> Your goal:
Please gather every line of the listing below that contains the word "photograph" and copy each one out in full.
◇ ◇ ◇ ◇
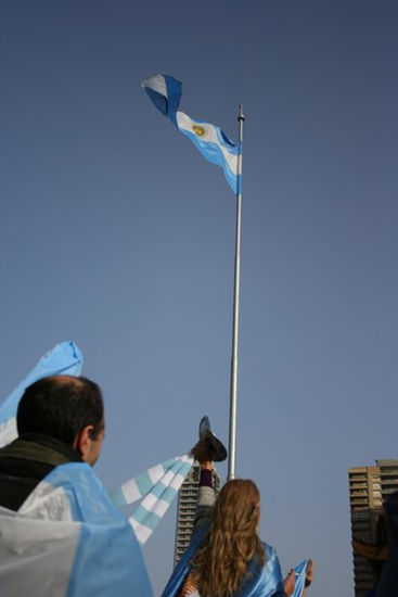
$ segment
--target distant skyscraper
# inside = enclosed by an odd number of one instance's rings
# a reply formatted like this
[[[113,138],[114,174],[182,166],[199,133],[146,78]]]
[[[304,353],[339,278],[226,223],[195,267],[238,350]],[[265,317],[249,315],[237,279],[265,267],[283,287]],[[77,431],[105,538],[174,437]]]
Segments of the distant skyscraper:
[[[191,541],[200,479],[201,466],[198,462],[195,462],[190,471],[190,474],[187,477],[180,491],[178,492],[175,566],[179,562],[182,554]],[[220,478],[216,470],[213,473],[213,484],[216,492],[218,492]]]
[[[388,495],[398,491],[398,460],[376,460],[375,467],[348,471],[351,534],[358,541],[377,542],[377,522]],[[369,561],[352,550],[356,597],[364,597],[375,576]]]

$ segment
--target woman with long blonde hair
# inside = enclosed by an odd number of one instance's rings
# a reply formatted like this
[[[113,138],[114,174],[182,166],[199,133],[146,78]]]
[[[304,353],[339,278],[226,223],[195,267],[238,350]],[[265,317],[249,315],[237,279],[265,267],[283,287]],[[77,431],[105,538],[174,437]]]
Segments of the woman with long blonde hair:
[[[213,463],[197,445],[201,463],[193,539],[163,597],[277,597],[292,595],[295,573],[285,581],[273,547],[258,537],[260,495],[251,480],[229,481],[215,500]],[[312,580],[307,566],[306,586]],[[306,589],[295,593],[305,596]]]

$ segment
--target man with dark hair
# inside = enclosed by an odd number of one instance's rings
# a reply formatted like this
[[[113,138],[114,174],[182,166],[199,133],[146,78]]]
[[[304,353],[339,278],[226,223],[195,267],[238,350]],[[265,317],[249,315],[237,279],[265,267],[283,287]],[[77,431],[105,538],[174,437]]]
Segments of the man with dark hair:
[[[54,467],[95,463],[105,429],[101,390],[84,377],[40,379],[25,390],[16,425],[18,437],[0,449],[0,506],[11,510]]]
[[[152,597],[134,532],[92,466],[101,390],[54,376],[28,386],[0,449],[0,586],[7,597]]]

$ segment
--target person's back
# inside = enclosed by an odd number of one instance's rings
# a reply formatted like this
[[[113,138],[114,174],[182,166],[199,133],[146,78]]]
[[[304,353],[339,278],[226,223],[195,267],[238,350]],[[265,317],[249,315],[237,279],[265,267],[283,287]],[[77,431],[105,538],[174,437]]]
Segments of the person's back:
[[[105,424],[99,386],[43,378],[16,420],[18,439],[0,450],[1,594],[151,597],[131,525],[92,470]]]
[[[43,378],[21,398],[17,430],[18,437],[0,449],[0,506],[11,510],[18,510],[54,467],[94,463],[104,434],[101,391],[86,378]]]

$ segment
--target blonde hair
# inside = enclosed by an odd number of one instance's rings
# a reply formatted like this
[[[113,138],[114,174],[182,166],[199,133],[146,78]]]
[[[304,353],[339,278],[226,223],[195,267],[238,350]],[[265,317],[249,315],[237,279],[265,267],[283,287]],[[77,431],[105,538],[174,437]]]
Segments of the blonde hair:
[[[222,487],[202,547],[193,558],[193,574],[202,597],[231,597],[241,588],[256,556],[266,557],[257,535],[260,495],[251,480],[234,479]]]

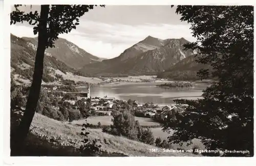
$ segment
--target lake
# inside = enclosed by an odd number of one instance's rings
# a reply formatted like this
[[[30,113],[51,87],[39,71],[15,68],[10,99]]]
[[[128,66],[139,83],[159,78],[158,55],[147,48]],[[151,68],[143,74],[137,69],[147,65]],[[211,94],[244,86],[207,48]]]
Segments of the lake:
[[[108,96],[119,100],[136,100],[140,103],[153,102],[157,104],[174,103],[173,99],[200,98],[202,92],[208,85],[196,84],[195,88],[168,88],[156,86],[162,83],[121,82],[118,84],[103,85],[91,88],[92,97]]]

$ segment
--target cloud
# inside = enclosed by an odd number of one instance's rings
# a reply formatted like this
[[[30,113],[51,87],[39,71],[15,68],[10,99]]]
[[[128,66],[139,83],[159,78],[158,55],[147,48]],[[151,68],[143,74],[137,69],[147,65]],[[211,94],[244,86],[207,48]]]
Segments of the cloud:
[[[18,37],[35,37],[32,27],[12,25],[11,32]],[[162,39],[183,37],[195,41],[188,24],[144,23],[135,25],[108,24],[81,20],[76,30],[59,37],[74,43],[90,53],[99,57],[113,58],[147,36]]]

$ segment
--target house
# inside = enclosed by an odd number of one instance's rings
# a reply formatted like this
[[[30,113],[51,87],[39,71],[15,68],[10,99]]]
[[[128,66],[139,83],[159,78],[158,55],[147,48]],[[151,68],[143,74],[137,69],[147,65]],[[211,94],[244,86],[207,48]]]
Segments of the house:
[[[91,99],[91,102],[98,104],[99,103],[99,99]]]
[[[144,116],[154,116],[156,114],[157,111],[156,110],[147,110],[147,111],[145,113]]]
[[[142,104],[138,103],[137,101],[135,101],[135,102],[134,102],[133,103],[133,105],[134,105],[135,106],[136,106],[137,107],[143,106]]]
[[[92,110],[98,110],[98,108],[97,106],[92,106],[90,107],[90,109]]]
[[[64,102],[68,102],[72,105],[75,105],[75,104],[76,103],[76,101],[72,100],[64,100]]]
[[[113,101],[114,100],[116,100],[116,98],[114,97],[108,97],[108,96],[104,96],[103,98],[102,98],[102,99],[104,100],[110,100],[111,101]]]
[[[87,86],[84,88],[85,90],[80,92],[68,92],[66,93],[71,94],[76,96],[77,100],[83,99],[87,99],[91,97],[91,91],[90,90],[90,84],[87,83]]]
[[[98,108],[98,110],[103,110],[105,108],[104,106],[97,106],[97,107]]]
[[[92,105],[92,106],[97,106],[97,104],[96,103],[91,103],[91,105]]]
[[[105,102],[104,103],[104,105],[105,105],[105,106],[106,106],[107,107],[109,107],[109,108],[112,108],[112,106],[114,104],[114,103],[113,103],[113,102],[111,102],[110,101],[110,100],[108,100],[108,101]]]

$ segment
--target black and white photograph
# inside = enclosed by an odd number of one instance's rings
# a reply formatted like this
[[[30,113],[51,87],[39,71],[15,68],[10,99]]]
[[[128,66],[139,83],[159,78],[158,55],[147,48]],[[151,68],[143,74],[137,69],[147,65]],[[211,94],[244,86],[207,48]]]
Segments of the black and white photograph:
[[[253,6],[95,4],[9,7],[8,155],[254,156]]]

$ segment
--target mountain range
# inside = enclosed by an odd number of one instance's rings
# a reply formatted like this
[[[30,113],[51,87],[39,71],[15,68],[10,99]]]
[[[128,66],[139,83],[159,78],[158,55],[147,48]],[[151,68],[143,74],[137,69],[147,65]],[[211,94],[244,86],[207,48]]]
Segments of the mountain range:
[[[197,53],[196,51],[184,51],[183,45],[189,42],[183,38],[162,40],[148,36],[119,56],[103,60],[59,38],[55,42],[55,48],[46,50],[44,74],[50,74],[49,69],[52,68],[83,76],[158,74],[159,78],[172,78],[184,73],[195,75],[201,68],[208,67],[195,62],[193,55]],[[37,38],[20,38],[11,34],[11,43],[12,69],[20,73],[29,69],[32,71]],[[22,75],[30,79],[32,72],[29,73],[27,74],[29,76],[24,73]]]

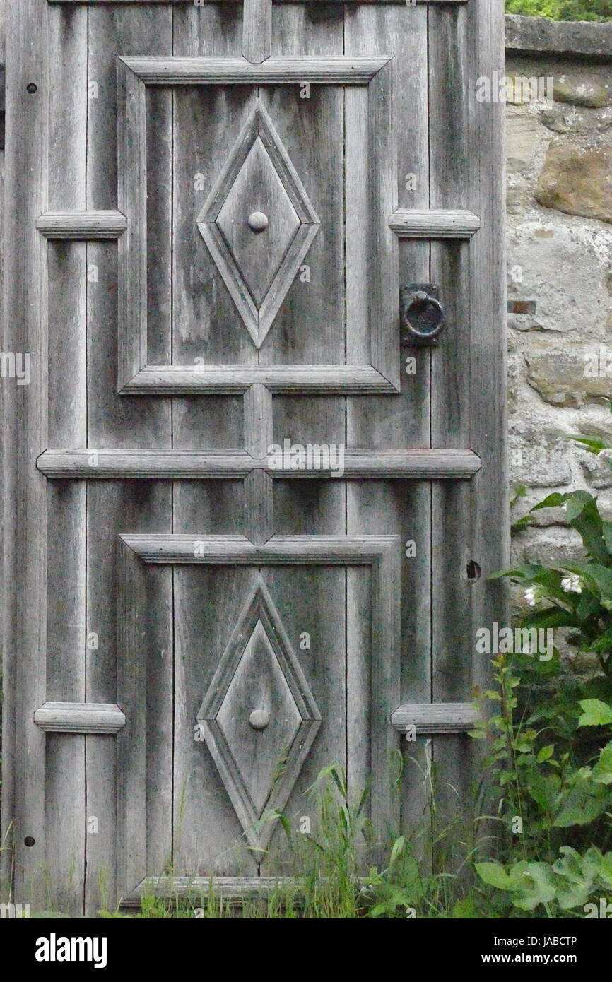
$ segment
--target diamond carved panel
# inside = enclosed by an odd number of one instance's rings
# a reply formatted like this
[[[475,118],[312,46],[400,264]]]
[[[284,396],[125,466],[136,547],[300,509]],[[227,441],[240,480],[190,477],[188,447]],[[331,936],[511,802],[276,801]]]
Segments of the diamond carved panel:
[[[259,100],[197,217],[197,228],[260,348],[319,220]]]
[[[260,579],[197,713],[208,749],[255,848],[267,846],[320,726],[320,713]]]

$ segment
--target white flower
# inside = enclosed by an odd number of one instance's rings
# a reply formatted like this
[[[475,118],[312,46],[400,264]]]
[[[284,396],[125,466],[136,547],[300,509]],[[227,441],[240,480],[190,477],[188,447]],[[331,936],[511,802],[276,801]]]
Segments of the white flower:
[[[561,580],[561,589],[566,593],[582,593],[583,580],[580,576],[564,576]]]

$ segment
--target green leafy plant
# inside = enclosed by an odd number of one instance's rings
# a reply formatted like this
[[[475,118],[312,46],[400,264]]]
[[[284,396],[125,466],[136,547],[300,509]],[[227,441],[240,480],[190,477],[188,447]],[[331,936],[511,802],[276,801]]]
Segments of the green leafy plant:
[[[506,13],[552,21],[609,21],[612,4],[610,0],[506,0]]]

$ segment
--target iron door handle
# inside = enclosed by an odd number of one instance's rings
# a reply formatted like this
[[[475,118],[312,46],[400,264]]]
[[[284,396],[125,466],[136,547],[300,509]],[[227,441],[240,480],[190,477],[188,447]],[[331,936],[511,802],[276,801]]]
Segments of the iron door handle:
[[[435,344],[444,329],[444,307],[430,283],[412,284],[400,291],[402,344]]]

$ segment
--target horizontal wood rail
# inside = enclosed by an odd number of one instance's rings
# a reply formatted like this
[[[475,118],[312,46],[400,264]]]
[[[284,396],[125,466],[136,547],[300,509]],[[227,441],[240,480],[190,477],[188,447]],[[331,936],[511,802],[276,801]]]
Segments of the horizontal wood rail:
[[[189,900],[195,905],[197,901],[205,904],[211,894],[216,900],[240,902],[264,899],[272,891],[286,890],[299,895],[302,889],[289,876],[149,876],[122,898],[121,906],[139,907],[143,897],[175,898]]]
[[[389,228],[406,239],[471,239],[480,228],[480,219],[472,211],[398,208]]]
[[[143,0],[112,0],[114,4],[120,3],[132,3],[142,5]],[[236,3],[237,0],[204,0],[204,3]],[[329,3],[329,0],[299,0],[300,3]],[[344,0],[345,3],[397,3],[406,5],[406,0]],[[109,0],[47,0],[50,4],[98,4],[104,3],[108,5]],[[174,4],[193,4],[194,0],[147,0],[147,3],[174,3]],[[295,3],[295,0],[272,0],[274,4],[284,4],[284,3]],[[421,4],[465,4],[468,0],[417,0],[417,3],[420,6]]]
[[[120,59],[146,85],[321,82],[363,85],[391,60],[389,55],[293,55],[252,65],[246,58],[136,55]]]
[[[120,211],[45,211],[36,228],[46,239],[118,239],[128,219]]]
[[[274,393],[383,395],[397,393],[371,365],[147,365],[126,382],[122,396],[234,395],[257,382]]]
[[[126,717],[113,703],[45,702],[34,713],[34,723],[51,734],[116,734]]]
[[[460,734],[472,730],[480,719],[471,702],[406,703],[391,717],[396,730],[406,733],[414,726],[417,734]]]
[[[319,459],[320,460],[320,459]],[[336,458],[339,461],[340,459]],[[458,479],[473,477],[480,459],[471,450],[345,451],[342,466],[276,468],[246,451],[45,450],[36,466],[47,477],[139,479],[245,478],[252,470],[296,480]]]

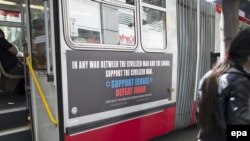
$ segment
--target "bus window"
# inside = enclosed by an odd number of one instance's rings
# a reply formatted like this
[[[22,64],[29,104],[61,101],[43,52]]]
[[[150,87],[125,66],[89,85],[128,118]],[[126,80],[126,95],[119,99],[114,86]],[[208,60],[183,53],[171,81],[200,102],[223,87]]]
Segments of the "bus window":
[[[153,4],[153,1],[146,1]],[[165,2],[164,2],[165,3]],[[147,7],[146,7],[147,6]],[[148,50],[164,50],[167,44],[166,10],[150,5],[142,7],[142,45]]]
[[[21,27],[0,26],[5,33],[5,38],[18,49],[18,55],[23,56]]]
[[[133,9],[71,0],[68,12],[70,37],[75,43],[135,45]]]
[[[30,12],[31,12],[32,63],[33,63],[34,69],[46,70],[47,58],[46,58],[44,3],[43,1],[31,0],[30,4],[31,4]],[[32,7],[32,5],[36,5],[36,7]],[[49,15],[47,15],[47,17],[49,17]],[[46,24],[49,24],[49,23],[46,23]]]
[[[20,11],[0,9],[0,28],[4,31],[6,39],[17,47],[19,55],[23,54],[21,13]]]

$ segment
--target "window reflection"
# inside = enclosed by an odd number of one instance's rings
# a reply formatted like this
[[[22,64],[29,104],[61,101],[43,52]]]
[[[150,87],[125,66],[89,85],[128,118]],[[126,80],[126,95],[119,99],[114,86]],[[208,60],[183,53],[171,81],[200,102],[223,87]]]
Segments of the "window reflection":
◇ ◇ ◇ ◇
> The solution:
--target black and white photograph
Segments of the black and white photograph:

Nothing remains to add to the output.